§ TASK GOAL
Pull out each line of the records below that contains the word "plate", and copy those lines unchanged.

§ EXCERPTED DATA
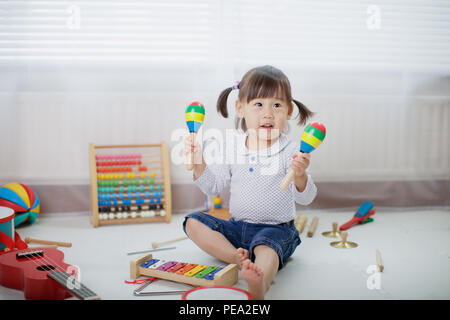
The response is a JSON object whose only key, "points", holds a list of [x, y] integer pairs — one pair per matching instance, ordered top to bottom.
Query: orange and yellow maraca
{"points": [[195, 114], [312, 137]]}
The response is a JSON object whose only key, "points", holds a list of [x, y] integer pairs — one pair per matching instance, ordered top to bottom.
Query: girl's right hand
{"points": [[191, 146]]}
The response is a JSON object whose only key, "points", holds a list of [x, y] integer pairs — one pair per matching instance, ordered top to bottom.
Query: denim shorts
{"points": [[283, 238]]}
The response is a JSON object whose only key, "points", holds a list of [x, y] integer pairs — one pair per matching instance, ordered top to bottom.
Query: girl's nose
{"points": [[268, 112]]}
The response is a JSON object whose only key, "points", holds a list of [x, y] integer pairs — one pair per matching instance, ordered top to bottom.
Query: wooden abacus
{"points": [[130, 187], [190, 273]]}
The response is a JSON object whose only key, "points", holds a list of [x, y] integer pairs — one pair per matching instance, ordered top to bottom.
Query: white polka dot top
{"points": [[254, 178]]}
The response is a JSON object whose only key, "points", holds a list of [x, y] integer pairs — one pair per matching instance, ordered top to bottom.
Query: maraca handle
{"points": [[190, 163], [287, 179]]}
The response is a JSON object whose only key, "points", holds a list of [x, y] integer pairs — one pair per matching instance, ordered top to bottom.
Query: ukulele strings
{"points": [[50, 262]]}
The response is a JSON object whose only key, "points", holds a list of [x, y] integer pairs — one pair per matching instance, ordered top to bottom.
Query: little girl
{"points": [[261, 235]]}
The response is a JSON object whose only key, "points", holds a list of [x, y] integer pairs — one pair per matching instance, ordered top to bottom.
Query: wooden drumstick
{"points": [[190, 163], [301, 222], [312, 227], [57, 243], [157, 244], [51, 246], [380, 266]]}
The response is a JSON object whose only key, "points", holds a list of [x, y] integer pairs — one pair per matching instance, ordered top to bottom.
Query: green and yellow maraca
{"points": [[195, 114], [312, 137]]}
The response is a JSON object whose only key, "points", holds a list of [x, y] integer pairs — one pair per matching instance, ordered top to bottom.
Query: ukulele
{"points": [[42, 274]]}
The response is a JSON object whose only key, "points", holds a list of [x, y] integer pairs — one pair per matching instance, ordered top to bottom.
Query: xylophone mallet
{"points": [[195, 114], [312, 137], [312, 227], [157, 244], [380, 265]]}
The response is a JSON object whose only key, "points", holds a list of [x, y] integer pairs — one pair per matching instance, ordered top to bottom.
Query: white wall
{"points": [[383, 93]]}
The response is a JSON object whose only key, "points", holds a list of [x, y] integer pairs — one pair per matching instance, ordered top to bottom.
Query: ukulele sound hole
{"points": [[46, 268]]}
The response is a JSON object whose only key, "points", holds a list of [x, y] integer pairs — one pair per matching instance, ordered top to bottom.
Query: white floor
{"points": [[414, 245]]}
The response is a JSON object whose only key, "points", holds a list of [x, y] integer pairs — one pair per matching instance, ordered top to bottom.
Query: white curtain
{"points": [[72, 72]]}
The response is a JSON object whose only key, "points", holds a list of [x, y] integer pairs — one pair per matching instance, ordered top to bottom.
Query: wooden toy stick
{"points": [[190, 163], [301, 222], [312, 227], [344, 235], [57, 243], [157, 244], [51, 246], [380, 266]]}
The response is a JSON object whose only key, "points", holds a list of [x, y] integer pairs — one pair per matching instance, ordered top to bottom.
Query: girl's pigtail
{"points": [[222, 102], [303, 112]]}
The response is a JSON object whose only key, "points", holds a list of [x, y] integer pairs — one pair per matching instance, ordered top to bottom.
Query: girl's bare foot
{"points": [[243, 255], [253, 275]]}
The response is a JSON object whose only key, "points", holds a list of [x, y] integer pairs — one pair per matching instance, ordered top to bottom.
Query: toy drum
{"points": [[6, 227], [216, 293]]}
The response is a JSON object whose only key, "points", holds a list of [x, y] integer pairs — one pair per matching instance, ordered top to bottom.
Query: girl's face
{"points": [[265, 117]]}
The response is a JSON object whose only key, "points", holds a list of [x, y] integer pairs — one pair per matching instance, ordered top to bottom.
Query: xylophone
{"points": [[129, 184], [190, 273]]}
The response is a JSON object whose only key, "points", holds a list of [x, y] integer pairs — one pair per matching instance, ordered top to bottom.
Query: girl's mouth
{"points": [[267, 126]]}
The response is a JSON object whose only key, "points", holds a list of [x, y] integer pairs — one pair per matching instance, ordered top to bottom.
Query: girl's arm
{"points": [[210, 179], [303, 187]]}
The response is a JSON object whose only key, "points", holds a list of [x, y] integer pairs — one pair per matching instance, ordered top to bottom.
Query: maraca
{"points": [[195, 113], [312, 137]]}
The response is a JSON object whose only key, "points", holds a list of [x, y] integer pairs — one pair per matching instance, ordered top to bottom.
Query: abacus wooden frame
{"points": [[167, 203]]}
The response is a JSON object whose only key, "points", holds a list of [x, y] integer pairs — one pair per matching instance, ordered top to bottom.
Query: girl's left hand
{"points": [[300, 162]]}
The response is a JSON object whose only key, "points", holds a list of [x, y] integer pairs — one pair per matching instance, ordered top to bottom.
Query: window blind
{"points": [[405, 33]]}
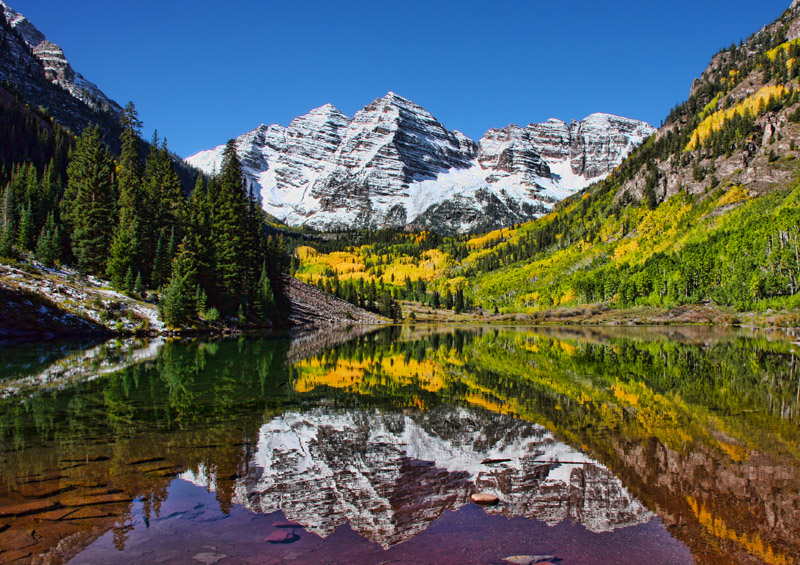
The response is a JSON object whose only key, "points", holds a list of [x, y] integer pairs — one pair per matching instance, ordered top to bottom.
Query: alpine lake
{"points": [[367, 445]]}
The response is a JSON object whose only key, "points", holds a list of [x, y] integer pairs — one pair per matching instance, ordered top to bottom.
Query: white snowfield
{"points": [[394, 164], [390, 475]]}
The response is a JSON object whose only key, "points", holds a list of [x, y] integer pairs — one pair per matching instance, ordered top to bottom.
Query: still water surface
{"points": [[638, 445]]}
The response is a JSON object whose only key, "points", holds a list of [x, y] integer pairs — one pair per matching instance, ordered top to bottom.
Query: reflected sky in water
{"points": [[657, 444]]}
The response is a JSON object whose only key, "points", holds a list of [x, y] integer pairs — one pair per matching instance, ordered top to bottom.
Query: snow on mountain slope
{"points": [[395, 165], [391, 475]]}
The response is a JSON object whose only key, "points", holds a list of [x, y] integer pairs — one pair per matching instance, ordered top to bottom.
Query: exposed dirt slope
{"points": [[310, 307]]}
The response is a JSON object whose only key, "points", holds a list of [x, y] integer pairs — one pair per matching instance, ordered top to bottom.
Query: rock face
{"points": [[43, 75], [394, 165], [391, 475]]}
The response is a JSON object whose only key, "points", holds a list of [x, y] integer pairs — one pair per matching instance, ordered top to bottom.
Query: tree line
{"points": [[204, 251]]}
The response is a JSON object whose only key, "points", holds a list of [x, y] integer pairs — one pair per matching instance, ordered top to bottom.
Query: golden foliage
{"points": [[750, 105], [752, 543]]}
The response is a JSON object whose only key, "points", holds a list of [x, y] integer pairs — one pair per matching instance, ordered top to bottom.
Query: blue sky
{"points": [[202, 72]]}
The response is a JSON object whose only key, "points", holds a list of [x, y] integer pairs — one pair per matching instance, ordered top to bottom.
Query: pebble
{"points": [[484, 499], [282, 537], [530, 559]]}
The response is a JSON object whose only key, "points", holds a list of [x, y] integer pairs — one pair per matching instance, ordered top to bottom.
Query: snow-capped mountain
{"points": [[56, 66], [44, 77], [393, 164], [391, 475]]}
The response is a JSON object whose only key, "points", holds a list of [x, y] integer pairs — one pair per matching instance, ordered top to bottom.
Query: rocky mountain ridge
{"points": [[54, 63], [394, 165]]}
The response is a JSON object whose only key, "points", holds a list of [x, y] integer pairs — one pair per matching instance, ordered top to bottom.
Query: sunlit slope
{"points": [[706, 211]]}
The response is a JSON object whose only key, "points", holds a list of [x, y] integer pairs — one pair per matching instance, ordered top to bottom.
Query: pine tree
{"points": [[89, 201], [25, 231], [228, 233], [126, 248], [47, 249], [161, 265], [129, 281], [138, 286], [266, 298], [178, 302]]}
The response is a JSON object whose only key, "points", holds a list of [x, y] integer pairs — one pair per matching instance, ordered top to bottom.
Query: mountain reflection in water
{"points": [[687, 438]]}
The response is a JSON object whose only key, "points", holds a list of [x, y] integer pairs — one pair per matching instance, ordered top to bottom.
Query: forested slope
{"points": [[706, 211]]}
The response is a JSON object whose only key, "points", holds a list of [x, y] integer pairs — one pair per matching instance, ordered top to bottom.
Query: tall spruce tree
{"points": [[89, 202], [229, 233], [126, 248]]}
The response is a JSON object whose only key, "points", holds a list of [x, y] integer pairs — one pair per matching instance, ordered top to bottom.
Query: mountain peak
{"points": [[56, 66], [393, 164]]}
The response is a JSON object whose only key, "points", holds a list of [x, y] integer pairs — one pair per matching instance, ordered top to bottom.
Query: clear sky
{"points": [[202, 72]]}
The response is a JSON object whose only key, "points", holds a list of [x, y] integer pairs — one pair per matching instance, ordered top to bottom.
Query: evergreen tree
{"points": [[89, 201], [25, 231], [229, 235], [47, 246], [124, 247], [126, 252], [129, 281], [138, 286], [265, 298], [178, 303], [458, 303]]}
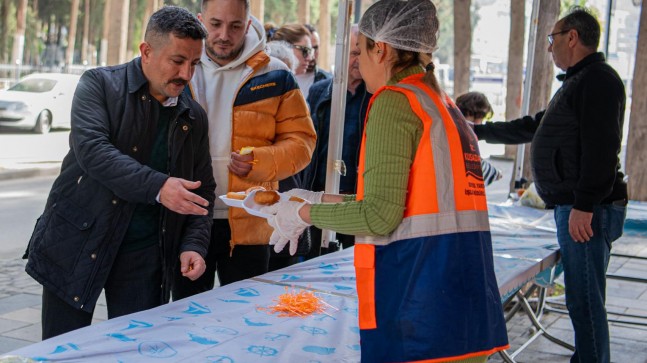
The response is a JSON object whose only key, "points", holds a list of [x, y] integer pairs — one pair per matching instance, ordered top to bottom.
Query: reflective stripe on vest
{"points": [[446, 189]]}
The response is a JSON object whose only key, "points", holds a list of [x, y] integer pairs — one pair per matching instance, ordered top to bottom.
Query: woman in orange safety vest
{"points": [[423, 253]]}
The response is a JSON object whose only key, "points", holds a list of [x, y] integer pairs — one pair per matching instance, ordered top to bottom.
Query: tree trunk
{"points": [[257, 9], [148, 11], [303, 12], [4, 20], [131, 29], [86, 32], [71, 34], [324, 34], [19, 36], [117, 36], [462, 46], [103, 57], [542, 72], [514, 82], [636, 148]]}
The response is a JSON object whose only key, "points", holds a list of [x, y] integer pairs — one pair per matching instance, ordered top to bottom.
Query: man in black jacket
{"points": [[320, 103], [575, 164], [134, 198]]}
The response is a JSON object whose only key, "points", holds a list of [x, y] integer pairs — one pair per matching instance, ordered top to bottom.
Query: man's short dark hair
{"points": [[204, 2], [173, 20], [586, 25], [311, 28], [474, 104]]}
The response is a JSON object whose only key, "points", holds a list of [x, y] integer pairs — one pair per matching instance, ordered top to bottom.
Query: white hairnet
{"points": [[404, 24]]}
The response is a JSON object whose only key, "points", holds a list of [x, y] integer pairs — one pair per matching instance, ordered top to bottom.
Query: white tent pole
{"points": [[340, 81], [527, 85]]}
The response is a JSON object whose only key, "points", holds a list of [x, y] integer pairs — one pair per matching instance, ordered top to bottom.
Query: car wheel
{"points": [[43, 123]]}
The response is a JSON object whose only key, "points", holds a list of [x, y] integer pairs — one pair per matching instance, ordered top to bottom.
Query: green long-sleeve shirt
{"points": [[393, 132]]}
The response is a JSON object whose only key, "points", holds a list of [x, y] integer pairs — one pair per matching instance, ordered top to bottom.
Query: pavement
{"points": [[20, 295]]}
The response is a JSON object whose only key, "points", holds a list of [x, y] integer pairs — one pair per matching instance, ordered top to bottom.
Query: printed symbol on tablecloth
{"points": [[328, 268], [290, 277], [342, 287], [247, 292], [235, 301], [197, 309], [255, 323], [137, 324], [220, 330], [314, 330], [275, 336], [121, 337], [202, 340], [355, 347], [65, 348], [156, 350], [262, 350], [318, 350], [219, 359]]}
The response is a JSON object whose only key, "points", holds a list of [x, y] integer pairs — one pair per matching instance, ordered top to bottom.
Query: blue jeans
{"points": [[585, 267]]}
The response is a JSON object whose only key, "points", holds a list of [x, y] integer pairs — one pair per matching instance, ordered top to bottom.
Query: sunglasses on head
{"points": [[305, 51]]}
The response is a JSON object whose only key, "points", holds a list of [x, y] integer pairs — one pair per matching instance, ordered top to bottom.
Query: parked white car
{"points": [[39, 102]]}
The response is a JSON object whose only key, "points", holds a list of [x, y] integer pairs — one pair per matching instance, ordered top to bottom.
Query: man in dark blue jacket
{"points": [[320, 103], [575, 164], [134, 198]]}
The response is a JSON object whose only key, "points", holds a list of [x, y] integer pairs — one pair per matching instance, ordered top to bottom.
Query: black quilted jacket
{"points": [[104, 176]]}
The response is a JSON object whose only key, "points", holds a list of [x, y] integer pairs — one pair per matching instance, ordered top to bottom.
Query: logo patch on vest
{"points": [[261, 86]]}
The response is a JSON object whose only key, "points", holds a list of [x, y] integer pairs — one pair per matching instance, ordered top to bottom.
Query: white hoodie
{"points": [[215, 87]]}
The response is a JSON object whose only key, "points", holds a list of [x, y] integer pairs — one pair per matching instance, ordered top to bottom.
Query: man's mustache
{"points": [[179, 81]]}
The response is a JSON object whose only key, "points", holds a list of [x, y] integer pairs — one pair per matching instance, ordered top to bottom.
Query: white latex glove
{"points": [[312, 197], [287, 224]]}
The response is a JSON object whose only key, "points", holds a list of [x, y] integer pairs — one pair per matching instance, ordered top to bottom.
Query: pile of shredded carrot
{"points": [[297, 304]]}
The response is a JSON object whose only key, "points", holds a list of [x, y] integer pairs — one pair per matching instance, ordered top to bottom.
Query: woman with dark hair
{"points": [[299, 38], [423, 251]]}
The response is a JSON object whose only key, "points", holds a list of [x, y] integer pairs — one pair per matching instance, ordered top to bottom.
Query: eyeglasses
{"points": [[551, 36], [305, 51]]}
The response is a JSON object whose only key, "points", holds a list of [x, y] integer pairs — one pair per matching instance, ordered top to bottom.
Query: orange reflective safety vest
{"points": [[427, 292]]}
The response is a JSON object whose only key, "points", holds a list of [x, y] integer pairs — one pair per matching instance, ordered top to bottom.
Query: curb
{"points": [[9, 174]]}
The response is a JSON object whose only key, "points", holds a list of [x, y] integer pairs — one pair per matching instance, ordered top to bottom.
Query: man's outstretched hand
{"points": [[176, 195]]}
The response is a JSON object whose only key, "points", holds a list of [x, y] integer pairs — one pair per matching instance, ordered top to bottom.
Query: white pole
{"points": [[527, 85], [335, 165]]}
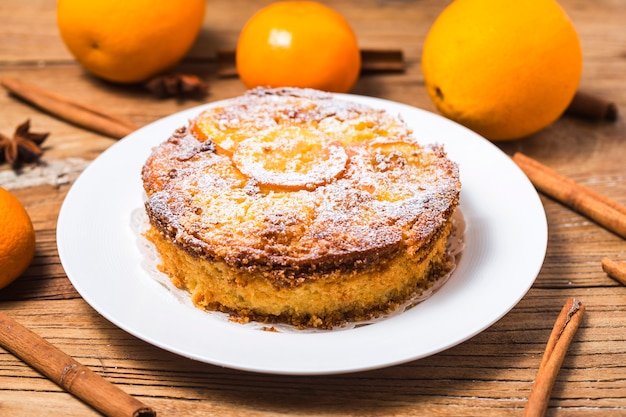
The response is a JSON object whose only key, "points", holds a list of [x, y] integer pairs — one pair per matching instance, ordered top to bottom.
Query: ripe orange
{"points": [[129, 41], [298, 44], [504, 69], [17, 238]]}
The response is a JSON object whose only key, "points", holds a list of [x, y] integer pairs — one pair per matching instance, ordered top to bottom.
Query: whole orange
{"points": [[129, 41], [298, 44], [504, 69], [17, 238]]}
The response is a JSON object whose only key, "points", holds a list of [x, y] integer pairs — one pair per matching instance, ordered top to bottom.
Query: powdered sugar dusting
{"points": [[376, 188]]}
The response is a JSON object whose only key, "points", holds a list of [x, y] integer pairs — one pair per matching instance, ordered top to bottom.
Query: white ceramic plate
{"points": [[506, 238]]}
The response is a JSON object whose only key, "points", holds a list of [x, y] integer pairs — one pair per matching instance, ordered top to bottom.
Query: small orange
{"points": [[129, 41], [298, 44], [504, 69], [17, 238]]}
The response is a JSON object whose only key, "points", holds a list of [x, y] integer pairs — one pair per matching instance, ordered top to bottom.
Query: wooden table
{"points": [[489, 375]]}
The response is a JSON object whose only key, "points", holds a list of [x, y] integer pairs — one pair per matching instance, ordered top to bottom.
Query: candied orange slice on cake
{"points": [[291, 157]]}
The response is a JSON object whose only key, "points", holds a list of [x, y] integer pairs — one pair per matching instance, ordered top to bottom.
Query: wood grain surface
{"points": [[489, 375]]}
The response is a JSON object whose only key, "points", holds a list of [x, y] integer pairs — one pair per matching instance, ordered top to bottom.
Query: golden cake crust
{"points": [[293, 186]]}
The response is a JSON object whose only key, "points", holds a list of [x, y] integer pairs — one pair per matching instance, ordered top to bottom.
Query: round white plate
{"points": [[506, 238]]}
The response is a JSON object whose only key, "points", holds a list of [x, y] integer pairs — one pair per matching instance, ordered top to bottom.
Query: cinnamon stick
{"points": [[372, 60], [592, 107], [69, 110], [601, 209], [616, 270], [562, 334], [70, 375]]}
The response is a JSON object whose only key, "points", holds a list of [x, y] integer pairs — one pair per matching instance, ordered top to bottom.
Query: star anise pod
{"points": [[170, 85], [23, 147]]}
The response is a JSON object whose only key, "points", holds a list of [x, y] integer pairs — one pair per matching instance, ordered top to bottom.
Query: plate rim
{"points": [[135, 143]]}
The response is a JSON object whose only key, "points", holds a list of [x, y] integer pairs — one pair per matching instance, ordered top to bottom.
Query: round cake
{"points": [[295, 206]]}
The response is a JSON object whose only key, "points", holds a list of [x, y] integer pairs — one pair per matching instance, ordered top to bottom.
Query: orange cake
{"points": [[294, 206]]}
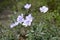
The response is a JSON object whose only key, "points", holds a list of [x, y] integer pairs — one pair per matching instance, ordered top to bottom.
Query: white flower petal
{"points": [[27, 6], [43, 9], [29, 17], [20, 18], [27, 23], [14, 24]]}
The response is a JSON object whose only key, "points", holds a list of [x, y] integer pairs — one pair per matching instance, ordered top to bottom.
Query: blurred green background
{"points": [[46, 26]]}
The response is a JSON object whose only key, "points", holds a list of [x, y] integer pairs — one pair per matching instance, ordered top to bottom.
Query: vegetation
{"points": [[46, 26]]}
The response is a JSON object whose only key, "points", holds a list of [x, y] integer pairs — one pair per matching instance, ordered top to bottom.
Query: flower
{"points": [[27, 6], [43, 9], [29, 17], [20, 18], [28, 20], [26, 23], [14, 24]]}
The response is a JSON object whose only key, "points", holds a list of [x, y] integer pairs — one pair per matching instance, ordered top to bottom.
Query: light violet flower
{"points": [[27, 6], [43, 9], [29, 17], [20, 18], [28, 20], [26, 23], [14, 24]]}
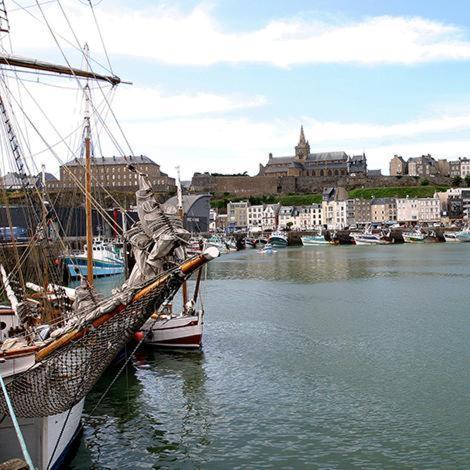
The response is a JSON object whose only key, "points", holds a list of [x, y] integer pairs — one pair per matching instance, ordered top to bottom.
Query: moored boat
{"points": [[278, 240]]}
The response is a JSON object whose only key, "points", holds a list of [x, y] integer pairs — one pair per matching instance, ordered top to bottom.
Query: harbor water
{"points": [[328, 357]]}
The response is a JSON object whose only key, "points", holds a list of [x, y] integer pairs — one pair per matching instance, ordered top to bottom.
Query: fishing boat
{"points": [[463, 235], [451, 237], [369, 238], [278, 240], [314, 240], [107, 260], [56, 342]]}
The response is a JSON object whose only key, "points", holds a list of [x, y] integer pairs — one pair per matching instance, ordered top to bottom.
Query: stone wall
{"points": [[246, 186]]}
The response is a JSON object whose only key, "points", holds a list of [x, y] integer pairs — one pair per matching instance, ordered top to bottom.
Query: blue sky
{"points": [[218, 85]]}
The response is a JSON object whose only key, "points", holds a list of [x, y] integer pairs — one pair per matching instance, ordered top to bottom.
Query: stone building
{"points": [[304, 163], [398, 166], [422, 166], [113, 174], [383, 210], [420, 210], [361, 211], [237, 213]]}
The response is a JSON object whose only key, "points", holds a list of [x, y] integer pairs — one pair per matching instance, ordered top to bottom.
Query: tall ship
{"points": [[55, 342]]}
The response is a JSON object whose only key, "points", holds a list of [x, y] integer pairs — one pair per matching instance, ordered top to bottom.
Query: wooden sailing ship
{"points": [[55, 342]]}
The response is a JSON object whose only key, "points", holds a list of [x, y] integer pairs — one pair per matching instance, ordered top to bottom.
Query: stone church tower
{"points": [[302, 149]]}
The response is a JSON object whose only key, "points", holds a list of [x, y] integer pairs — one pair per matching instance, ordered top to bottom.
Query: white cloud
{"points": [[197, 38]]}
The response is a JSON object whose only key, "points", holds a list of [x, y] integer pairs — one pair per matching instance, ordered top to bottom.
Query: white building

§ CORRECT ANSWER
Query: white ceramic plate
Query: round white plate
Query: plate rim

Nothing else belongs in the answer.